◆ **TAREFA 1**:
Traduza para inglês a frase "Isto significou que este foi também um conflito de propaganda numa escala massiva e global." do texto sobre a I Guerra Mundial.
◆ **TAREFA 2**:
Cite o texto sobre a I Guerra Mundial desde "É ainda importante" até "ainda frequentemente explosivo.".

◆ **SECÇÃO DO DOCUMENTO**:

*****

Estas perguntas têm a vantagem de nos permitirem pensar de forma diferente: por um lado, o problema das origens, dinâmicas de expansão e conclusão da I Guerra Mundial; por outro lado, mais especificamente, a questão do envolvimento de Portugal no conflito. A este respeito irei avançar com quatro pontos principais.

Há um volume enorme de livros publicados sobre a I Grande Guerra em língua inglesa e se usarmos apenas uma base de dados centrada em livros e artigos académicos como a JSTOR obtemos 30 036 resultados. Uma busca no sítio similar francês Persée indica-nos quase 22 mil resultados3. Evidentemente que se a isto juntarmos obras de todo o tipo – romances, memórias – o resultado será significativamente maior. Porquê tanto interesse e como sintetiza-lo do ponto de vista da nossa análise?

Sem dúvida esta enorme montanha de publicações reflete o impacto traumático da I Grande Guerra numa era contemporânea dominada pela política de massas. Os decisores políticos e militares tinha uma imprensa de massas e um eleitorado massivo perante o qual justificar o desencadear e a condução da guerra. Graças à massificação da alfabetização, sobretudo mas não apenas nos países mais desenvolvidos envolvidos no conflito, entre os milhões que foram mobilizados e afetados por ela em todo o mundo, muitos mais podiam ler e escrever sobre a guerra. Isto significou que este foi também um conflito de propaganda numa escala massiva e global.

É ainda importante sublinhar que durante o passado século esta guerra tem estado no limitar da memória vivida – pelo que muitos dos que têm escrito desde então sobre a I Guerra Mundial ou ainda a viveram, ou cresceram a ouviram histórias vividas durante o conflito pelos seus pais ou avós. Esta não tem sido portanto, durante este último século, uma memória neutra, mas sim, vivida e altamente contenciosa4.

Estes factos em parte explicam que a Grande Guerra de 1914-1918 tenha sido repetidamente discutida neste último século em termos da questão da culpa pelo conflito. Quem, que decisores, que generais, que país/países, que processo(s) foram responsáveis pelos milhões de mortos da I Guerra Mundial e pelas grandes catástrofes políticas e económicas que ela veio inaugurar? Esta tem sido a pergunta algo redutora que tem dominado o debate público sobre um tema ainda frequentemente explosivo.

*****

◆ **MATERIAL FORNECIDO**:
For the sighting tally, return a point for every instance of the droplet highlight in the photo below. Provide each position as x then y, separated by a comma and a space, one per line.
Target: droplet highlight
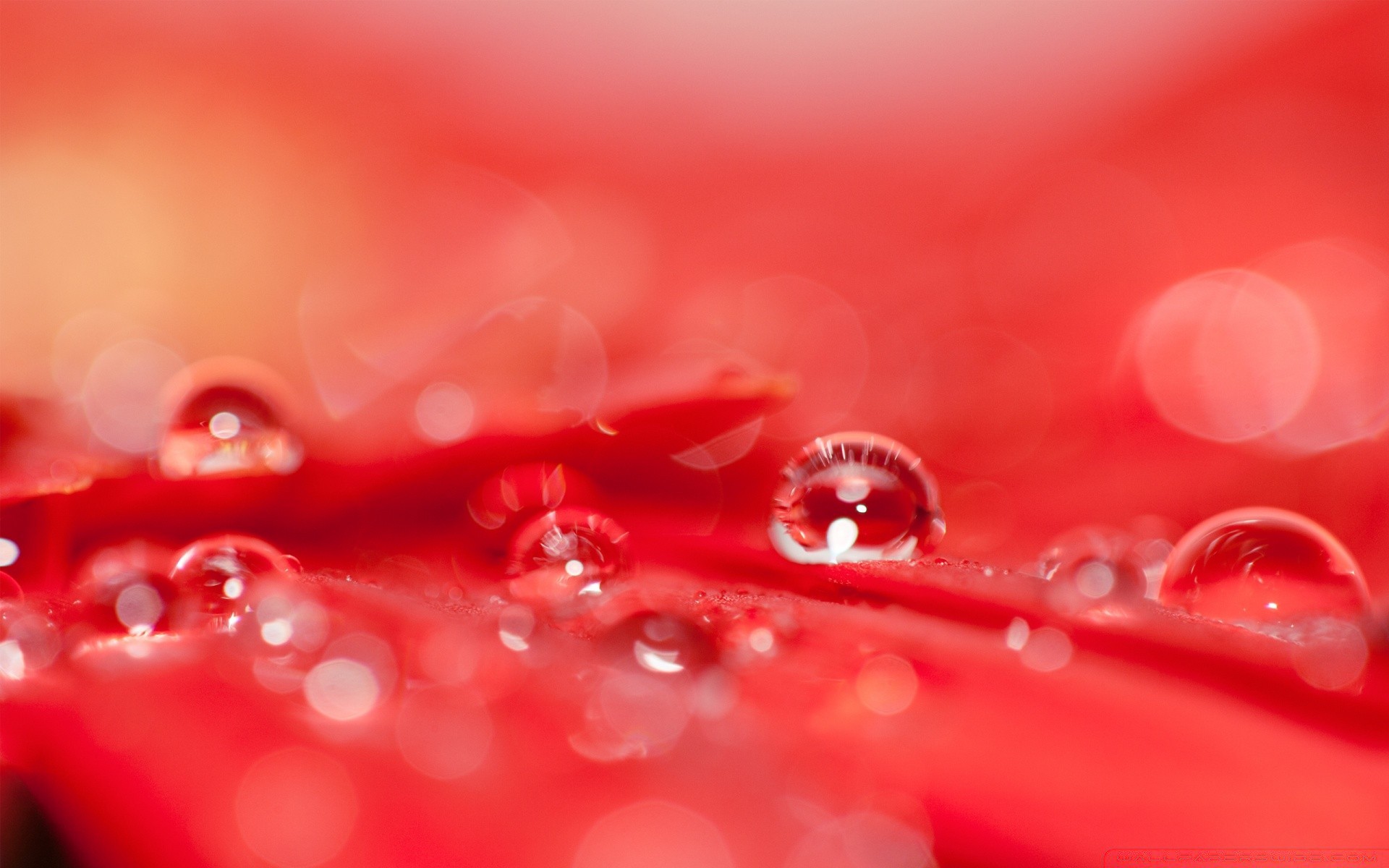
1263, 566
854, 496
226, 431
216, 574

*****

◆ **RESULTADO FINAL 1**:
This meant that this was also a propaganda conflict on a massive and global scale.

◆ **RESULTADO FINAL 2**:
É ainda importante sublinhar que durante o passado século esta guerra tem estado no limitar da memória vivida – pelo que muitos dos que têm escrito desde então sobre a I Guerra Mundial ou ainda a viveram, ou cresceram a ouviram histórias vividas durante o conflito pelos seus pais ou avós. Esta não tem sido portanto, durante este último século, uma memória neutra, mas sim, vivida e altamente contenciosa4.

Estes factos em parte explicam que a Grande Guerra de 1914-1918 tenha sido repetidamente discutida neste último século em termos da questão da culpa pelo conflito. Quem, que decisores, que generais, que país/países, que processo(s) foram responsáveis pelos milhões de mortos da I Guerra Mundial e pelas grandes catástrofes políticas e económicas que ela veio inaugurar? Esta tem sido a pergunta algo redutora que tem dominado o debate público sobre um tema ainda frequentemente explosivo.